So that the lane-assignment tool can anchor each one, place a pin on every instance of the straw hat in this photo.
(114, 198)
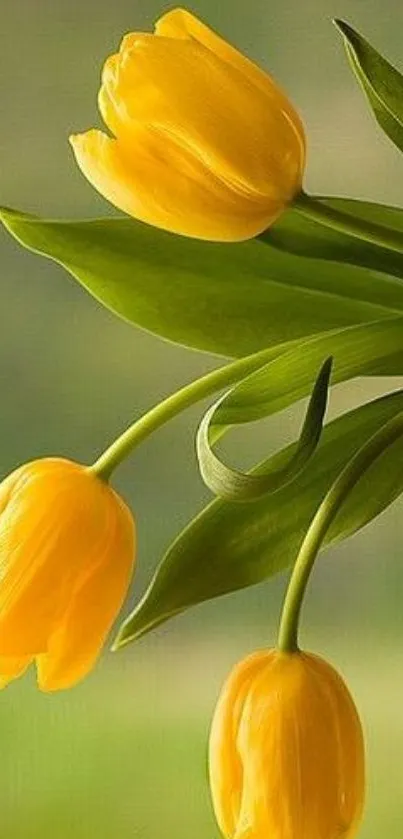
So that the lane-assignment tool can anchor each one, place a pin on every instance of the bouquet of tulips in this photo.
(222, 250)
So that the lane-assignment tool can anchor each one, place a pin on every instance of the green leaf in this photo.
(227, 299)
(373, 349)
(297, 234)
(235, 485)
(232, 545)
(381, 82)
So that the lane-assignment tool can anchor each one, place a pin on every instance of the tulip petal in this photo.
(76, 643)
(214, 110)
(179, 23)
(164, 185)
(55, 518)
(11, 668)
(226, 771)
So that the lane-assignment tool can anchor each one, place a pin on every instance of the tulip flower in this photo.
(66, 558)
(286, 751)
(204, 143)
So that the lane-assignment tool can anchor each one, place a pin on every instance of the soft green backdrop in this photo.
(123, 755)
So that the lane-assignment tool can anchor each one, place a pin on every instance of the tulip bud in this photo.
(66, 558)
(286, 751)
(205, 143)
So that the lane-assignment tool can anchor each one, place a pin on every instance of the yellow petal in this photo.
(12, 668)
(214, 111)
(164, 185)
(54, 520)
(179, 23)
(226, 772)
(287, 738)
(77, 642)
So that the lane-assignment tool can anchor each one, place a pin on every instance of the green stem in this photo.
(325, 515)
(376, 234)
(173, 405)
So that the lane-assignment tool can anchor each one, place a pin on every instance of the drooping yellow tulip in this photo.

+++++

- Objective -
Starting with the line that contains "bud in this photo." and running through the last line of the items above, rewrite those lines as a JSON list of strings, one string per line, with blank lines left out.

- Reply to the exercise -
[
  "So that the lane-assignment tool can anchor each one, place a pin on every instance of the tulip bud in this photo.",
  "(66, 558)",
  "(286, 751)",
  "(205, 143)",
  "So that the lane-assignment tool can anchor each one, place a pin on every instance of the yellow petal in this photo.",
  "(12, 668)",
  "(214, 111)",
  "(164, 185)",
  "(54, 520)",
  "(179, 23)",
  "(226, 772)",
  "(287, 738)",
  "(77, 642)",
  "So that the lane-assignment tool can anchor each one, place a pin on every instance of the green stem in this photo.",
  "(325, 515)",
  "(376, 234)",
  "(173, 405)",
  "So that the lane-assignment tool can anchor each one, place a pin on every instance of the drooping yellow tulip in this photo."
]